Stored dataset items
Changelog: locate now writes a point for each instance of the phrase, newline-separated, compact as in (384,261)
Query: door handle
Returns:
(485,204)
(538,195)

Objective
Recast this material as a JSON list of strings, one string per line, leaving out blank lines.

Solution for this task
[
  "Changelog: locate now writes a point for each instance of the phrase, newline-separated, compact as in (384,261)",
  "Query: door handle",
  "Returns:",
  "(485,204)",
  "(538,195)"
]